Each record has to be returned exactly as it appears.

Dataset excerpts:

______

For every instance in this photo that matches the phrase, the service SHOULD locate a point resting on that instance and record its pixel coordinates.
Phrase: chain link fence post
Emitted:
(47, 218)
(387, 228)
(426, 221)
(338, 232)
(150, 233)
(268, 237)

______

- _EXERCISE RESPONSE_
For every instance in this photo that matches the phrase, the service SHOULD locate a point resting on that instance and record its pixel coordinates.
Phrase: chain link fence post
Emitted:
(47, 218)
(387, 228)
(426, 221)
(338, 232)
(150, 233)
(268, 237)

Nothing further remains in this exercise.